→ **What is expected**: Reproduce verbatim the entries from the line containing "If you would be willing to indicate the ear" up to and including the line containing "If you would be willing to indicate the eyelash".

→ **Given information**:
--------
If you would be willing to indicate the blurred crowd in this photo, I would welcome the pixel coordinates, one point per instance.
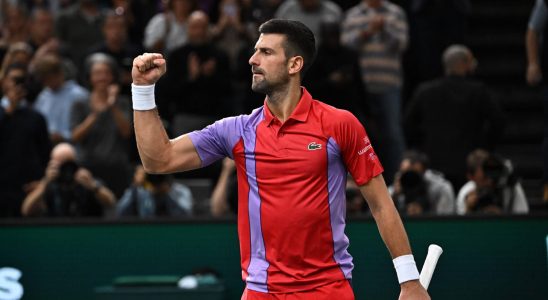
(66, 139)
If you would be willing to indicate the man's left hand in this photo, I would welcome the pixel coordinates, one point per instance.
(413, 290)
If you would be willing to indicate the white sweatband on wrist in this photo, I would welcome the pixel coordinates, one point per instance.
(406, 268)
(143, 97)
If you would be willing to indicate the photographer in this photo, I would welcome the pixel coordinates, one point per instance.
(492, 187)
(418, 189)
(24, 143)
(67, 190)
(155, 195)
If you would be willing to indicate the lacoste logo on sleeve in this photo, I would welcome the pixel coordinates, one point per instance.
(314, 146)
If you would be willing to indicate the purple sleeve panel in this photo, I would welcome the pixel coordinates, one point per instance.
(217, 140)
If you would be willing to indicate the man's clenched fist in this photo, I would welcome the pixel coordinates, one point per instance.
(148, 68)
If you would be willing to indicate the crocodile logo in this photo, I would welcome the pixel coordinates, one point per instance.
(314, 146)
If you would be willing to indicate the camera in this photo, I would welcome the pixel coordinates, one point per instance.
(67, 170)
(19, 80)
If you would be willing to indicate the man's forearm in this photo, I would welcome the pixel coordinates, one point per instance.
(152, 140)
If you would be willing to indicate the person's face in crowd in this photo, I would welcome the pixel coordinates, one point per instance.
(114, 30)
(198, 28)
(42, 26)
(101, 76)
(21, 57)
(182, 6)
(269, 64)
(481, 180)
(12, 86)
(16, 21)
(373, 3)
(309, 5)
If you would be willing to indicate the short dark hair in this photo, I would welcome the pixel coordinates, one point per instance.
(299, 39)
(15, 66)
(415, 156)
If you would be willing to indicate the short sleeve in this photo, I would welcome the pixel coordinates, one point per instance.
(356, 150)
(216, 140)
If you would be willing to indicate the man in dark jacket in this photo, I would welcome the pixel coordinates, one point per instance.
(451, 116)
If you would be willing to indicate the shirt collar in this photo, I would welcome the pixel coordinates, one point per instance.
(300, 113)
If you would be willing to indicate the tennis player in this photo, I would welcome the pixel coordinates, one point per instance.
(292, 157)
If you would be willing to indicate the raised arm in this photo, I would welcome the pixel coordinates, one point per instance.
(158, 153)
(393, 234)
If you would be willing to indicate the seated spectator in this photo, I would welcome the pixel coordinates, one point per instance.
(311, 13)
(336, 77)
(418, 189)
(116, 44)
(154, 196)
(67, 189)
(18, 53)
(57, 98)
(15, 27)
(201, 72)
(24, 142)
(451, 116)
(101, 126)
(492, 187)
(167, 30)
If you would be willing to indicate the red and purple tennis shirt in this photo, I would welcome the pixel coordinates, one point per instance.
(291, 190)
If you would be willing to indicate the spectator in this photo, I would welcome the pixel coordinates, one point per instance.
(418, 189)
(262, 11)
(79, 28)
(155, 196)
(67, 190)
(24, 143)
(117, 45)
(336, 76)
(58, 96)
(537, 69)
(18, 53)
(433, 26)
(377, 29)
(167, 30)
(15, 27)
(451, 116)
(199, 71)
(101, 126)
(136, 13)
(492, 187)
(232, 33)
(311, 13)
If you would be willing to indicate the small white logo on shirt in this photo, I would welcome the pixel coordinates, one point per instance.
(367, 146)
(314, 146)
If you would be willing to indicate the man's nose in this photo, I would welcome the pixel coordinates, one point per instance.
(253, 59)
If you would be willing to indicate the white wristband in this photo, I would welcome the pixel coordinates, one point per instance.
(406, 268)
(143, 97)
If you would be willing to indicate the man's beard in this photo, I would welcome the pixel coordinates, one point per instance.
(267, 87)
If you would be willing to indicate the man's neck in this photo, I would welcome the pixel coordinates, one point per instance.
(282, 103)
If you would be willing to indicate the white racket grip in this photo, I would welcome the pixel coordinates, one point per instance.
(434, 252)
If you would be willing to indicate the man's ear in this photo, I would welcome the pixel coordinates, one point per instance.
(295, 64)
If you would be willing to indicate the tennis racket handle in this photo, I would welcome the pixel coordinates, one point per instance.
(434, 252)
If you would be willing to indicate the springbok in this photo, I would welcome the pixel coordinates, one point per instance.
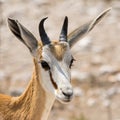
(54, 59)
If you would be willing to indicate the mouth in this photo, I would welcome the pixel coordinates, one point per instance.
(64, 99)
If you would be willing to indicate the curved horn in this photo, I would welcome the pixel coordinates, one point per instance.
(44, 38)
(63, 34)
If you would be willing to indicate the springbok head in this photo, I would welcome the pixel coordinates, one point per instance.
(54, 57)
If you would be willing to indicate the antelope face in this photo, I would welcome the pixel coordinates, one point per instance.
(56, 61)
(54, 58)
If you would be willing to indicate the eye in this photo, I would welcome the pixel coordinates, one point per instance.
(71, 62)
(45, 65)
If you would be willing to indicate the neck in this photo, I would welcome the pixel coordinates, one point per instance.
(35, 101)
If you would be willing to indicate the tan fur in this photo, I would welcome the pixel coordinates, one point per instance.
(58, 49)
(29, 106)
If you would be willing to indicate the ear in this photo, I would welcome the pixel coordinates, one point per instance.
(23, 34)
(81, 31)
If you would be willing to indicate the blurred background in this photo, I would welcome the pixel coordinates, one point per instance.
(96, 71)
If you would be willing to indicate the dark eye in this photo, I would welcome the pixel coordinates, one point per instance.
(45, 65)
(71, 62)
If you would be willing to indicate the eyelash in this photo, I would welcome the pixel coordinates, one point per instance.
--------
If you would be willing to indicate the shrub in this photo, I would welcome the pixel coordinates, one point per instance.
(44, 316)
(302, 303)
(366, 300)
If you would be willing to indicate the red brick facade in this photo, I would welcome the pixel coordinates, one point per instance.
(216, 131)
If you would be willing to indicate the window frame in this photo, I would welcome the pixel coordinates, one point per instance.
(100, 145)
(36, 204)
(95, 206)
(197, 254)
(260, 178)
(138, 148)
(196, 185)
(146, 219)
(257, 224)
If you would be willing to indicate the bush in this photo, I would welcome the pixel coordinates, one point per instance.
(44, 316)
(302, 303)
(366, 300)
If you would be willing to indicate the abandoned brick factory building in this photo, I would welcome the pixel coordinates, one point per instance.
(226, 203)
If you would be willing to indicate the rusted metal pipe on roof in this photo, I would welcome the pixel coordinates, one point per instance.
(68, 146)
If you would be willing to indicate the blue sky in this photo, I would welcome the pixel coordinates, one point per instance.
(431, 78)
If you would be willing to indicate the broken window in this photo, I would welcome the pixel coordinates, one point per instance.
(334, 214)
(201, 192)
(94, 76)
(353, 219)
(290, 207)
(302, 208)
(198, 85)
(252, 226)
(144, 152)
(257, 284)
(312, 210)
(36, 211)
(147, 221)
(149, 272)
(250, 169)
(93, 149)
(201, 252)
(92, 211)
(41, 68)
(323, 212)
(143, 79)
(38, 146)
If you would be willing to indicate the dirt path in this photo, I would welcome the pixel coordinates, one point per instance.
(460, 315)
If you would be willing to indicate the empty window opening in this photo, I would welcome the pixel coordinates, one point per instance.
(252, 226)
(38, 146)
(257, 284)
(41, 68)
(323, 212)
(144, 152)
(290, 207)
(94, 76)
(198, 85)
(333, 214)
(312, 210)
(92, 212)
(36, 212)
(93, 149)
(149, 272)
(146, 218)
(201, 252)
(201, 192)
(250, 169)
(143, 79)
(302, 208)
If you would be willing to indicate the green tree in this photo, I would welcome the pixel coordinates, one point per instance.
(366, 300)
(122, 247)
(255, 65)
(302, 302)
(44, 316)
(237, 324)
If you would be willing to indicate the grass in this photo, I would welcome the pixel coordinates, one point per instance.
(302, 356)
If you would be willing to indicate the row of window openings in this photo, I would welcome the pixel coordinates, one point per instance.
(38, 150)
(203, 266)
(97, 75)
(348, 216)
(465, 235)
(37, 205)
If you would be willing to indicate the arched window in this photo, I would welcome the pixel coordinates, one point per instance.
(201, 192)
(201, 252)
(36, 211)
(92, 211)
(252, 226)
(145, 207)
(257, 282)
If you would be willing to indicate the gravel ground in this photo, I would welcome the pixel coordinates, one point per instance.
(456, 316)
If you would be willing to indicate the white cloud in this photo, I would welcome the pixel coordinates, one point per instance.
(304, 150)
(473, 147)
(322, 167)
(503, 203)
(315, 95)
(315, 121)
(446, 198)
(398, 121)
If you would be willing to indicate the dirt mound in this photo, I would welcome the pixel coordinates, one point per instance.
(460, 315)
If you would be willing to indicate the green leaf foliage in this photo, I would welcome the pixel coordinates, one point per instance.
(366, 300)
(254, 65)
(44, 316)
--------
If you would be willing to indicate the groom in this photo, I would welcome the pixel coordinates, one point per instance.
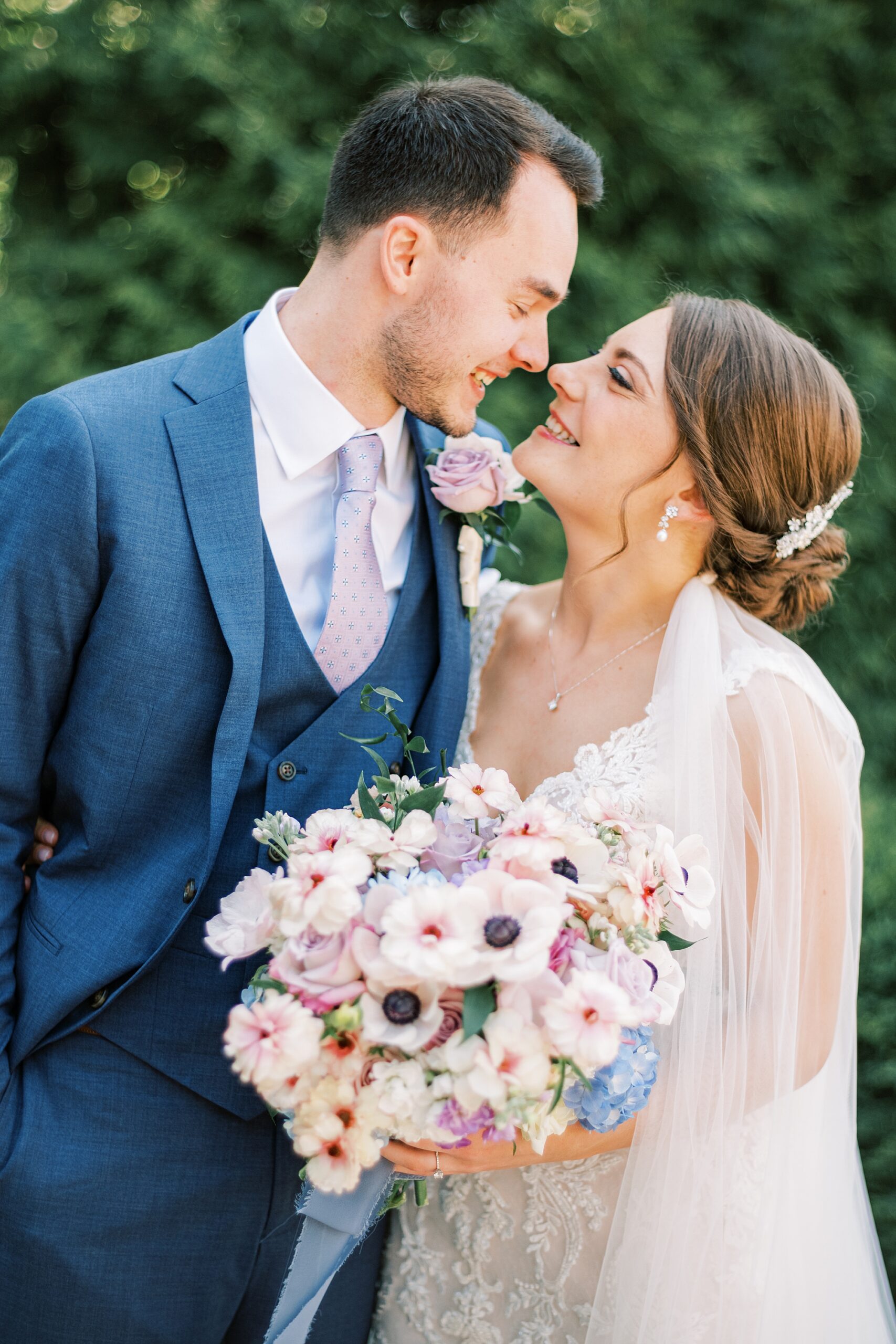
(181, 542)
--------
→ **The output**:
If you would be willing to indicate the ear in this photo, I would welcome the pixel coordinates, one point per instance.
(23, 34)
(81, 31)
If you would be willing to indicate the blurred background in this photo, I would welcome the pixel coordinates, one point per instance.
(96, 71)
If you would be willing to indicate the dark eye in this photo, I would welcome the pixel coordinates, one point per instance.
(45, 65)
(71, 62)
If you would be willing to indicate the eyelash in this photo, I would welcome the pixel coordinates, one point per instance.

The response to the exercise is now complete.